Gandhi’s statement bears much relevance in today’s Zimbabwe and needs greater attention from family members, policymakers and the humanitarian community, considering the extent to which children are silent victims of domestic violence.

However, with much focus on women, children are affected and remain sidelined victims in the fight against gender-based violence just as these affected women are their mothers

Zimbabwe Council of Social Workers chairperson Phillip Bhowasi said it was sad that the increase in domestic violence cases readily translates into children suffering.

“The core causes of domestic violence are disputes that can be preventable. This is as a result of pressures that the caregivers are experiencing socially and economically.

“Sadly, when big animals fight, it’s the grass that suffers the most, and in as much as it affects women, there is an increase in cases of the forgotten victims of domestic violence, which are children,” he said.

Bhowasi said protecting children should be the absolute concern for everybody who is working to see an end to domestic violence.

“In our quest to curb the growing problem, teachers and social workers should be able to see the signs that the children will be displaying if they are experiencing domestic violence in the home,” he said.

Our major challenge in Zimbabwe currently is that there is a shortage of social workers.

“At the school of social work, we are training Para-social workers who are not qualified as social workers to fill the gap and encourage change in our society”.

Chipo Matara (14) (not her real name), a street kid in Harare’s central business district, explained how difficult it was when her mother was beaten in her presence.

“I used to live in fear when l would see my father pummel my mother and she would suffer bruises and even bleed from the nose and mouth,” she said.
“We ran away from him and I had to drop out of school as there was no one to cover the expenses. So I came here to look for money to help my mother who is not employed,” she said.

PROVIDED DATA
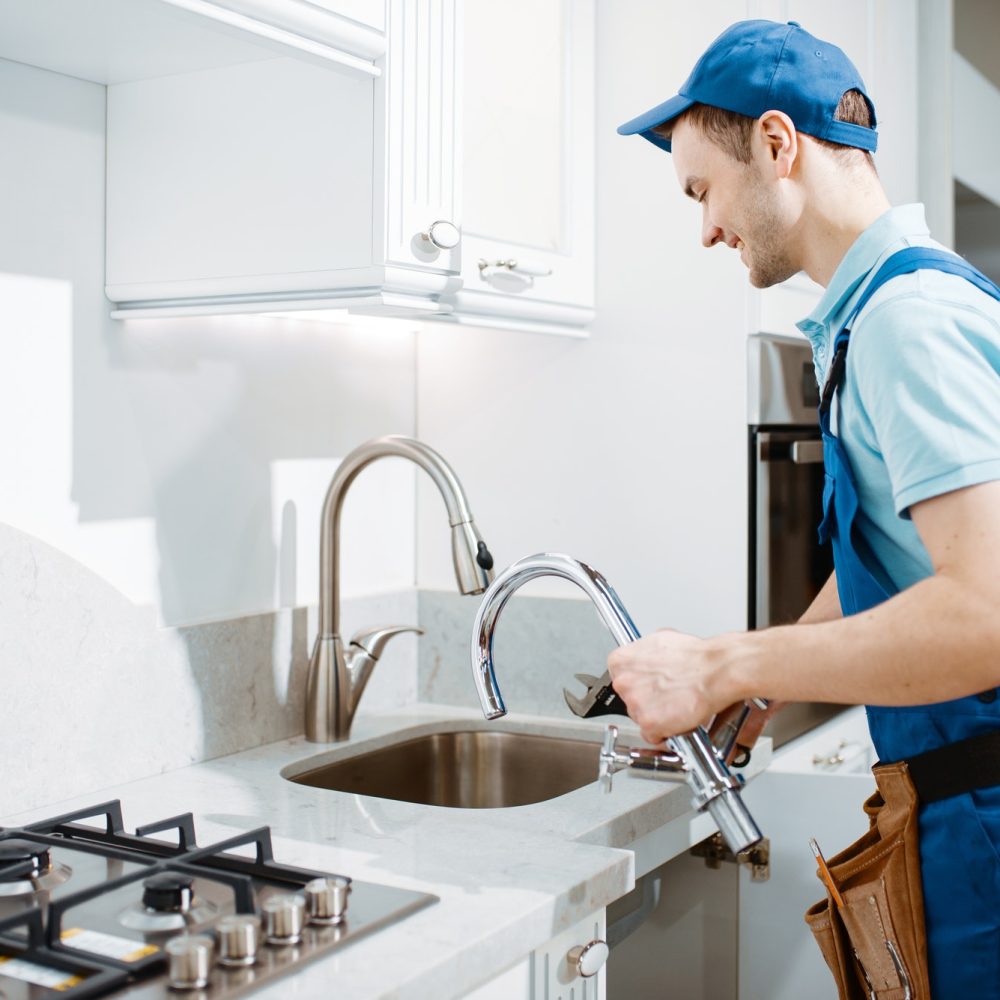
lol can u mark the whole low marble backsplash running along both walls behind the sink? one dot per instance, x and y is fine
(93, 692)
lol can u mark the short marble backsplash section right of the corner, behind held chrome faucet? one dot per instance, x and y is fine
(539, 644)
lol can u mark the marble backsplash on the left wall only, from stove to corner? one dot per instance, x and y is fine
(93, 692)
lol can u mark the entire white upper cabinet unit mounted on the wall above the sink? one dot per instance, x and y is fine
(271, 155)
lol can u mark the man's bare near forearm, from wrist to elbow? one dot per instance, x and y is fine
(936, 641)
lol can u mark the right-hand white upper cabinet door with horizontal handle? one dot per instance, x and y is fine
(527, 78)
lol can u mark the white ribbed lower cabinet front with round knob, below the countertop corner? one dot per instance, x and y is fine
(568, 967)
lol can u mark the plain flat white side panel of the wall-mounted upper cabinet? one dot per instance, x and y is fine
(239, 177)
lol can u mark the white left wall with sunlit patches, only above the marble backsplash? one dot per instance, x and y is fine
(184, 461)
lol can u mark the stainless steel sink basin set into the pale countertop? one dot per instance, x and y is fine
(469, 769)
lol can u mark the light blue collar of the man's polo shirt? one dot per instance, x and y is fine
(900, 224)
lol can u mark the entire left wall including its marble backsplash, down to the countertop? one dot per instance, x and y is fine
(165, 473)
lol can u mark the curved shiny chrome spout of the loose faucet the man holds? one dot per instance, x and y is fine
(607, 602)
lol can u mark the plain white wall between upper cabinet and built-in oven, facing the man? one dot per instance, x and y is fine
(627, 449)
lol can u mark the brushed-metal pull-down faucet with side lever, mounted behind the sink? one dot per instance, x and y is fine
(337, 676)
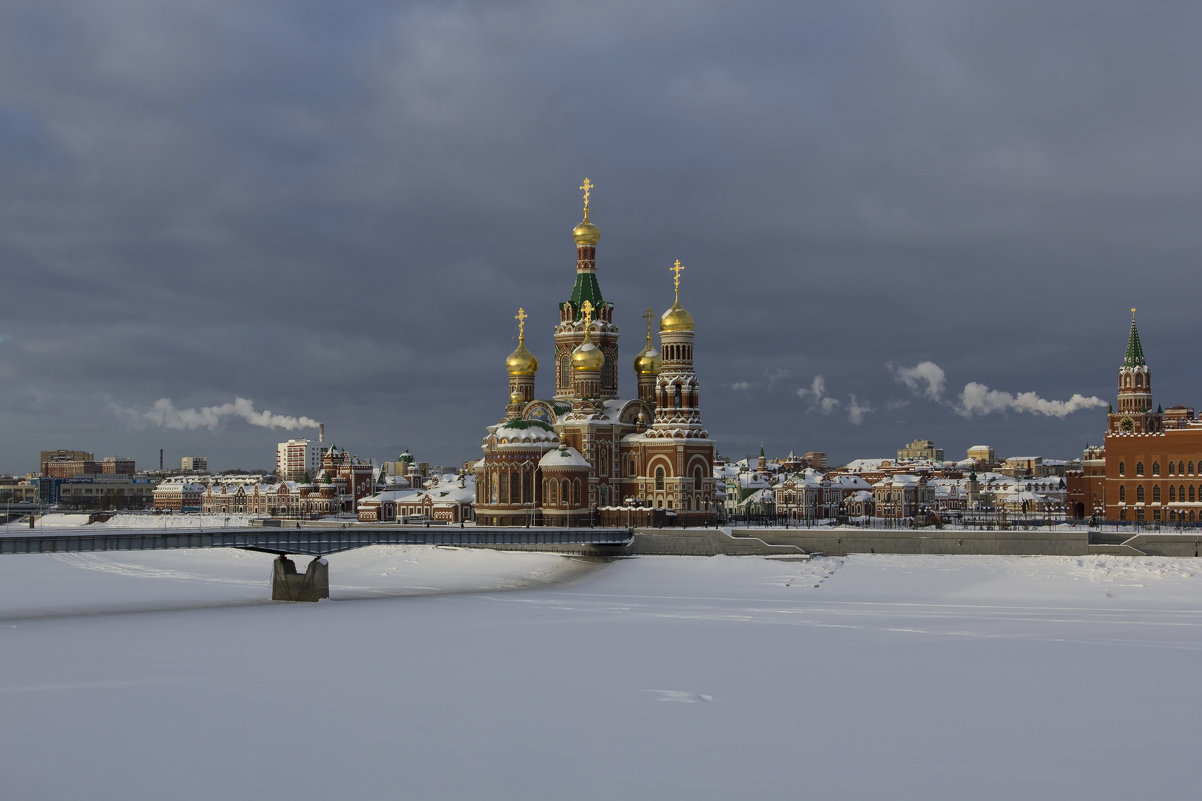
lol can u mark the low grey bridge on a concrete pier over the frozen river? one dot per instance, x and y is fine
(317, 542)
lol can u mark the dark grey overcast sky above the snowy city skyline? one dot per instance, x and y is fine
(898, 219)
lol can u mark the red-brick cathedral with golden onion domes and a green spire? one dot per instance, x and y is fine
(587, 456)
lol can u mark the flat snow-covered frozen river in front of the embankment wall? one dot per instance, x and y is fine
(441, 674)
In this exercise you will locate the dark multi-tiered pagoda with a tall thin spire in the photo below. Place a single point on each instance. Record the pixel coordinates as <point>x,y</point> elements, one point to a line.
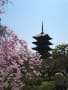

REQUIREMENT
Continue the article on children as the overlooked victims of domestic violence in Zimbabwe from its last sentence, which appears before the items.

RESULT
According to the Journal of Family Violence Report of 2010, domestic violence has lasting negative implications on children, making it imperative to ensure they are raised in a development-constructive environment.

“The experience of watching, hearing or otherwise being aware of domestic violence can impact children’s physical, emotional and social development, both during childhood and later in life,” the report read.

“Children who live with domestic violence not only endure the distress of being surrounded by violence, but are more likely to become victims of abuse themselves.

“Children who are exposed to domestic violence continue to face a range of possible effects including trouble with schoolwork, limited social skills, depression, anxiety and other psychological problems. They are at greater risk for substance abuse, teenage pregnancy and delinquent behaviour,” it further read.
The report also finds that these children continue the cycle of domestic violence, either as perpetrators or as victims and the abuse rates are higher among women whose husbands were abused as children who saw their mothers being abused.

Justice for Children’s Trust programmes director Caleb Mutandwa said the government should enforce the already existing laws to protect children.

“The government should focus on enforcing the good laws that have been enacted such as the Domestic Violence Act and recently the progressive Constitution which protects children from all forms of abuse including domestic violence in Section 81. Those who violate the law should be prosecuted and given stiff penalties when found guilty.

“Apart from prosecution, the government should provide other remedies to victims of domestic violence. For instance, children may not report their parents when they will not have anywhere else to go or anyone else to look after them if the parents are arrested and sent to jail.

“It’s the same thing we have been talking of in respect with women that when they are not empowered economically, they stay in abusive situations.”

Mutandwa urged government to craft a budget that’s sensitive to children’s needs for protection in cases of abuse.

“This requires government putting budgetary resources to children’s issues. For instance, there should be safe houses for children while their cases are being processed and in cases where either of their parents or both of them are jailed for abuse, they should be supported to continue living a life with dignity,” he said.

Zimbabwe Republic Police statistics show that there is an increase in cases of rape in Harare, with 664 women and girls having been raped in the last 10 months.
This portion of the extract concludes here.